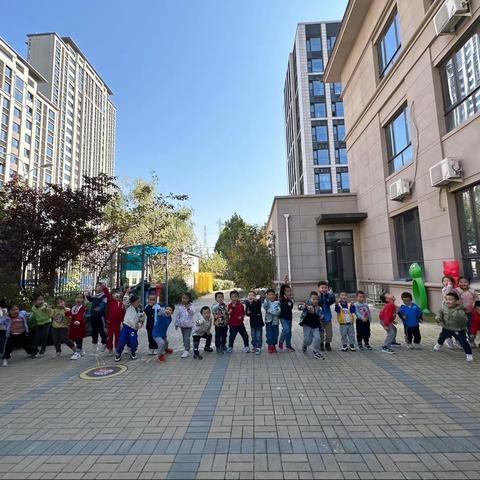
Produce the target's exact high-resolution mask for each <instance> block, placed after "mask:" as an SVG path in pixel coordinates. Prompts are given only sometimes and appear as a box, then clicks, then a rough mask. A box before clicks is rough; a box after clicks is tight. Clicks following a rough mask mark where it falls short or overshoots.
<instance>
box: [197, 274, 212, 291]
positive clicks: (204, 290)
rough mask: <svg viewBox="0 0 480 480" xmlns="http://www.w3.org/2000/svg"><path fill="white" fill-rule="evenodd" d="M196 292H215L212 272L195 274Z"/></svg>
mask: <svg viewBox="0 0 480 480" xmlns="http://www.w3.org/2000/svg"><path fill="white" fill-rule="evenodd" d="M195 290H196V291H197V292H198V293H211V292H213V273H212V272H197V273H195Z"/></svg>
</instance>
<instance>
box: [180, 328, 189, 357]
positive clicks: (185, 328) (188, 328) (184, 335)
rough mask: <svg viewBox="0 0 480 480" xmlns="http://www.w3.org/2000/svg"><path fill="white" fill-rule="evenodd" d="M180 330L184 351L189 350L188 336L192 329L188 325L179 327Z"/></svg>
mask: <svg viewBox="0 0 480 480" xmlns="http://www.w3.org/2000/svg"><path fill="white" fill-rule="evenodd" d="M180 330H181V331H182V338H183V348H184V349H185V351H186V352H189V351H190V337H191V335H192V329H191V328H189V327H180Z"/></svg>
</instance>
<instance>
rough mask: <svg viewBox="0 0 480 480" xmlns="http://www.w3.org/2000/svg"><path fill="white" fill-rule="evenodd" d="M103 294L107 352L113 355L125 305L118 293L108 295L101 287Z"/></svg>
mask: <svg viewBox="0 0 480 480" xmlns="http://www.w3.org/2000/svg"><path fill="white" fill-rule="evenodd" d="M103 293H104V295H105V297H106V299H107V307H106V313H105V318H106V320H107V350H108V352H109V353H113V348H114V347H115V348H117V347H118V341H119V339H120V329H121V327H122V321H123V317H124V316H125V305H124V304H123V301H122V294H121V293H120V292H114V293H110V291H109V290H108V288H107V287H106V286H105V285H104V286H103Z"/></svg>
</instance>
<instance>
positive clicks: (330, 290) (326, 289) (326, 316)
mask: <svg viewBox="0 0 480 480" xmlns="http://www.w3.org/2000/svg"><path fill="white" fill-rule="evenodd" d="M334 303H335V294H334V293H333V291H332V289H329V288H328V282H326V281H325V280H321V281H320V282H318V304H319V306H320V307H321V309H322V315H323V318H322V327H323V328H322V330H321V332H320V336H321V337H320V340H321V342H320V350H321V351H322V352H323V351H325V350H327V351H328V352H330V351H331V350H332V347H331V346H330V344H331V343H332V338H333V329H332V310H331V309H330V307H331V306H332V305H333V304H334Z"/></svg>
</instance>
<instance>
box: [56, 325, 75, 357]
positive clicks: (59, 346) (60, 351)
mask: <svg viewBox="0 0 480 480" xmlns="http://www.w3.org/2000/svg"><path fill="white" fill-rule="evenodd" d="M52 340H53V345H55V351H56V352H57V353H61V351H62V343H64V344H65V345H67V347H70V348H71V349H72V350H73V351H75V350H76V348H75V344H74V343H73V341H72V340H70V339H69V338H68V327H67V328H63V327H62V328H54V327H52Z"/></svg>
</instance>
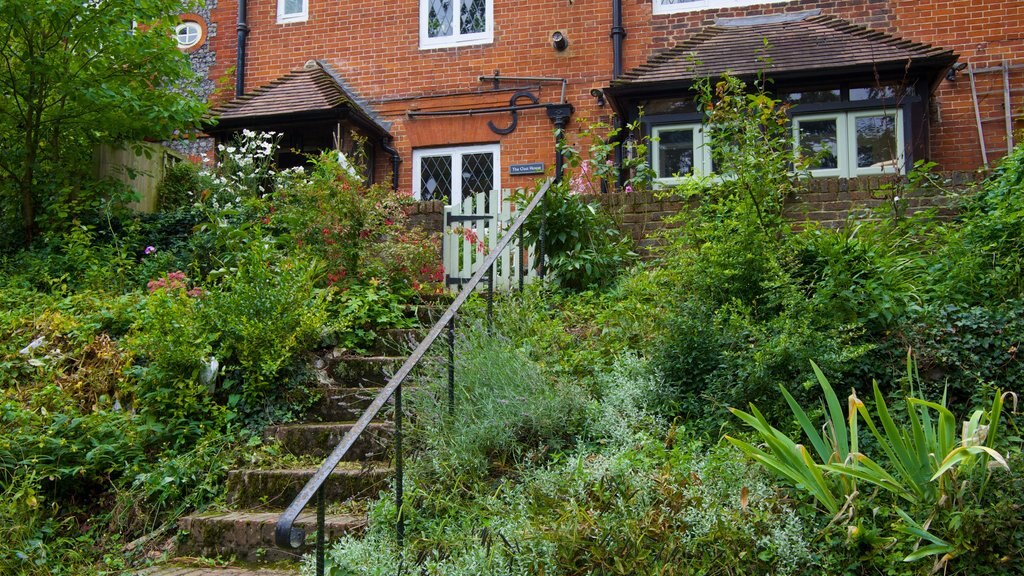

To do:
From the material above, retype precisely the lines between the line holding "positive clicks: (204, 290)" and the line holding "positive clicks: (185, 328)", inclusive, and nothing beyond them.

Result below:
positive clicks: (204, 290)
rough mask: <svg viewBox="0 0 480 480" xmlns="http://www.w3.org/2000/svg"><path fill="white" fill-rule="evenodd" d="M196 292H215L212 272L195 274Z"/></svg>
mask: <svg viewBox="0 0 480 480" xmlns="http://www.w3.org/2000/svg"><path fill="white" fill-rule="evenodd" d="M195 290H196V291H197V292H198V293H211V292H213V273H212V272H197V273H195Z"/></svg>
</instance>
<instance>
box: [180, 328, 189, 357]
positive clicks: (185, 328) (188, 328) (184, 335)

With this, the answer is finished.